**Required work:**
Write out the passage of the Ebola article that begins at the words "The news of" and stops after the words "confirmed as Ebola.".

**Extract:**
* * * * * * *

The Ebola virus has reared its head again, this time in the Democratic Republic of Congo. While it is impossible to predict exactly where and when the next outbreak will occur, we now know much more about how to prevent a crisis.
The news of an Ebola outbreak in the town of Bikoro in north-west DRC instantly brings to mind the horror of the epidemic that took 11,000 lives and infected 28,000 people in West Africa between 2014 and 2016.
It is a nightmare no-one wants to relive – or should have to.
Since 4 April in the DRC, there have been more than 30 possible cases – involving 18 deaths – although only two incidents have so far been confirmed as Ebola.
So why does Ebola keep coming back and what work is being done to prevent a repeat of the tragedy in West Africa?
Out of control
Ebola can spread rapidly, through contact with even small amounts of bodily fluid of those infected. Its early flu-like symptoms are not always obvious.

* * * * * * *

**Data excerpts:**
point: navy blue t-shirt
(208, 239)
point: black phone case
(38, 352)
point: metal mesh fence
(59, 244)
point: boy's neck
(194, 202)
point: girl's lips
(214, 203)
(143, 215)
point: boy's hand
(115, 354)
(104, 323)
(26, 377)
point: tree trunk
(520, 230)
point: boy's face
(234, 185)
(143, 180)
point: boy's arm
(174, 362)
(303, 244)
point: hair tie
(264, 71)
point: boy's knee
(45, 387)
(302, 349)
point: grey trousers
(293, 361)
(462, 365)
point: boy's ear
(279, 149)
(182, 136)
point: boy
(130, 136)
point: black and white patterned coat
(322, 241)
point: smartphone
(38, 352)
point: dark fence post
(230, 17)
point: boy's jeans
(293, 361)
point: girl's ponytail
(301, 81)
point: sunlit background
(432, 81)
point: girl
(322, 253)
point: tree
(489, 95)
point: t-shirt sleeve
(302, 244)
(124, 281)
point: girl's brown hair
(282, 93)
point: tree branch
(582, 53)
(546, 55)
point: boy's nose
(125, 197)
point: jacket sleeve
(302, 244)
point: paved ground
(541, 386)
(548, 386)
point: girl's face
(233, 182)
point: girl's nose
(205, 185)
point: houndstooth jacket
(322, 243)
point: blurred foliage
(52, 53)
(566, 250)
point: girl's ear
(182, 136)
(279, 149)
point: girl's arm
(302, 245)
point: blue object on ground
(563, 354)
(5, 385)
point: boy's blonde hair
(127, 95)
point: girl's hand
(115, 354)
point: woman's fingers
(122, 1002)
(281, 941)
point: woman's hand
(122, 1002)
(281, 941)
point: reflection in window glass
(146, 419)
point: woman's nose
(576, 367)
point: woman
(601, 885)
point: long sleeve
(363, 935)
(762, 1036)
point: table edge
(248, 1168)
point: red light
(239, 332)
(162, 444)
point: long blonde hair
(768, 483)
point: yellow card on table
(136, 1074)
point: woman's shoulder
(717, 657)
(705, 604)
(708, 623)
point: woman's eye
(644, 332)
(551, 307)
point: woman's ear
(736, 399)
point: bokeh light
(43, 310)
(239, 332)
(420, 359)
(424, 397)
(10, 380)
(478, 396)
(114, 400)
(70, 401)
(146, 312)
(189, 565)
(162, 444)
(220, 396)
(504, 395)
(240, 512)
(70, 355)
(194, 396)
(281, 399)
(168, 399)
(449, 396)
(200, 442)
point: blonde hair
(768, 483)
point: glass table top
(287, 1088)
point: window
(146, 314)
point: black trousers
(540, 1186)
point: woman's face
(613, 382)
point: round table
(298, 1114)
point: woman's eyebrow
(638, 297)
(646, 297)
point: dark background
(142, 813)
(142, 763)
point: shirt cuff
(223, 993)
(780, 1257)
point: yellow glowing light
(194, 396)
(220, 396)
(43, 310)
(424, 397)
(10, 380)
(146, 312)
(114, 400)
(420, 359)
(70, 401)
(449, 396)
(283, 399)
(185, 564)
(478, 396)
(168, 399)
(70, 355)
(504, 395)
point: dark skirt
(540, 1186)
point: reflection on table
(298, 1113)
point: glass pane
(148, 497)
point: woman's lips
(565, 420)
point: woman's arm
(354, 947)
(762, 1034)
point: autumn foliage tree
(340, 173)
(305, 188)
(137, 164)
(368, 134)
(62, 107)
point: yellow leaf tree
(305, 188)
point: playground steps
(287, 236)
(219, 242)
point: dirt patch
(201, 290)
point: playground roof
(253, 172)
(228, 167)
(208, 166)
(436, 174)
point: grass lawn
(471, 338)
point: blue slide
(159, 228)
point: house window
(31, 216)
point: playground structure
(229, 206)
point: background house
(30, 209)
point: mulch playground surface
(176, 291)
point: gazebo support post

* * * * * * *

**Solution to this task:**
The news of an Ebola outbreak in the town of Bikoro in north-west DRC instantly brings to mind the horror of the epidemic that took 11,000 lives and infected 28,000 people in West Africa between 2014 and 2016.
It is a nightmare no-one wants to relive – or should have to.
Since 4 April in the DRC, there have been more than 30 possible cases – involving 18 deaths – although only two incidents have so far been confirmed as Ebola.